Directions for this task: Copy out everything from the line containing "the woman's shoulder." down to the line containing "MULTIPOLYGON (((102 93, 111", both lines included, keeping the wording of the items as it stands. Increase every coordinate in the answer outlines by 141, and leave the numbers in the items and their format samples unchanged.
=-=-=-=-=
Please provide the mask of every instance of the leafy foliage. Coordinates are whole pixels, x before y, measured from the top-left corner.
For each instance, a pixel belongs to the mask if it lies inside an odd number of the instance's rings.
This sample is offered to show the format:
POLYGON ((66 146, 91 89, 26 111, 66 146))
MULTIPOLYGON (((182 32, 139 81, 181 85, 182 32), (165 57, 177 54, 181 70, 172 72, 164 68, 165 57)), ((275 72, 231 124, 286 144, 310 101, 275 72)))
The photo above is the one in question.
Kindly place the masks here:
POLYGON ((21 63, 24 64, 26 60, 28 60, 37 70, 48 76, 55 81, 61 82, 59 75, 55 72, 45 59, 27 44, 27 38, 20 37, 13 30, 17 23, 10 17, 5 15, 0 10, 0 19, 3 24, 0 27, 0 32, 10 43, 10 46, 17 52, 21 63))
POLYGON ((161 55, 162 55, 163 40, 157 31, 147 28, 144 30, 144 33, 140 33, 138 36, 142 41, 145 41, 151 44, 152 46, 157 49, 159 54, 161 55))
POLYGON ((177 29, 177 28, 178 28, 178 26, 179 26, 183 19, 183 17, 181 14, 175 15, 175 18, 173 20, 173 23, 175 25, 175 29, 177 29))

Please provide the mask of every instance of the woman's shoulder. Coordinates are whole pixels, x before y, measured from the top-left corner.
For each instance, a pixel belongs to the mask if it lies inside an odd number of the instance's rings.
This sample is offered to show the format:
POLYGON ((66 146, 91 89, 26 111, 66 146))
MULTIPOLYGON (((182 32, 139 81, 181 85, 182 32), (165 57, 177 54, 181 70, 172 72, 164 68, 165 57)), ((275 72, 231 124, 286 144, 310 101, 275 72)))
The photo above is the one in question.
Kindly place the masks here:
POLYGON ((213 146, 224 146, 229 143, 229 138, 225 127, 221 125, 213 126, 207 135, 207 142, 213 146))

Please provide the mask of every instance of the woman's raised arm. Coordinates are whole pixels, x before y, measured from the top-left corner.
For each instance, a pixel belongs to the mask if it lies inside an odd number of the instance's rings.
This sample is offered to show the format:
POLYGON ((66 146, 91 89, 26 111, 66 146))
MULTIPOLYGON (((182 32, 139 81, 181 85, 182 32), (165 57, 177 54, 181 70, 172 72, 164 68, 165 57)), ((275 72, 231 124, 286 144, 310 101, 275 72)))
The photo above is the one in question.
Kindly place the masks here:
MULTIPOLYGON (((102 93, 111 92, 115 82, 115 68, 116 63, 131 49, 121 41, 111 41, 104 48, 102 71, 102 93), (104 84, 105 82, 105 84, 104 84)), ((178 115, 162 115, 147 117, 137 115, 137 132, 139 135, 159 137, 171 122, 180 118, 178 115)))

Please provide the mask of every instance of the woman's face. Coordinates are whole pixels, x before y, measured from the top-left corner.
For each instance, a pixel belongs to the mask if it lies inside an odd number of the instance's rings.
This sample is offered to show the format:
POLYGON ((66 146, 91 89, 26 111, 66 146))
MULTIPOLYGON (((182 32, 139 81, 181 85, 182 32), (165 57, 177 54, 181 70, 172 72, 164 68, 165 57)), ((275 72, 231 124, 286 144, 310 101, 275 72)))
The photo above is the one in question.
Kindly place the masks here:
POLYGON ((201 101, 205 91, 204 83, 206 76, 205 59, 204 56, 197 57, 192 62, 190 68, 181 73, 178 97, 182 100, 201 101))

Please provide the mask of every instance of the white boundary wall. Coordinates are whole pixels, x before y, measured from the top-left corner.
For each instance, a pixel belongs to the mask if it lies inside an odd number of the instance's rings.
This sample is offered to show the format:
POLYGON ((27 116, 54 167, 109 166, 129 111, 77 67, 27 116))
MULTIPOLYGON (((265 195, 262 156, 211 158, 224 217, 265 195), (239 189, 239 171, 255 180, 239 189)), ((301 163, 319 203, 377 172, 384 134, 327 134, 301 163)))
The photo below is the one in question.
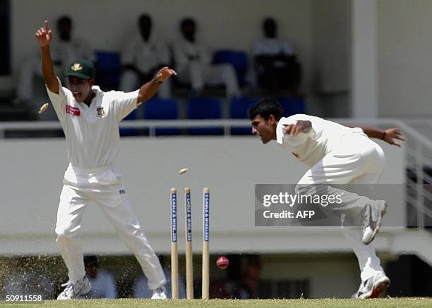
=-=-=-=-=
Answer to the task:
Please provide the mask of every instance of the woman's shoulder. Coordinates are whole pixels, x before y, measured from the top-left corner.
For each instance, a pixel belongs to the mask if it lies inside an odd number of the instance's rings.
This sample is offered to show the format:
POLYGON ((66 146, 91 89, 26 111, 66 146))
MULTIPOLYGON (((182 32, 139 81, 181 85, 182 32), (165 57, 177 54, 181 70, 172 72, 164 68, 165 57)), ((275 72, 231 124, 286 144, 310 101, 275 72)))
The photo above is the one in question.
Kindly place the masks here:
POLYGON ((354 287, 365 287, 370 284, 370 279, 366 268, 362 266, 354 267, 348 276, 348 283, 354 287))

Please provide the mask of every instance of the woman's raised arm. Coordinates are whole pixels, x before y, measured from the top-left corner.
For each instance, a pixel belongs to the mask if it lies inside an odd number of the instance's rings.
This sample is offered to show the format:
POLYGON ((66 146, 91 89, 26 111, 66 146))
MULTIPOLYGON (((182 32, 139 81, 181 85, 182 32), (165 57, 177 54, 181 70, 172 72, 164 68, 165 57)), ((275 72, 231 124, 286 144, 310 101, 275 72)))
The photo above is the one in question.
Kindly place the masks here:
MULTIPOLYGON (((243 234, 252 233, 256 223, 256 209, 257 204, 272 190, 262 182, 252 182, 245 189, 243 212, 243 234), (245 225, 246 223, 246 225, 245 225)), ((319 256, 303 256, 288 258, 278 256, 278 273, 280 276, 300 278, 312 263, 321 259, 319 256)))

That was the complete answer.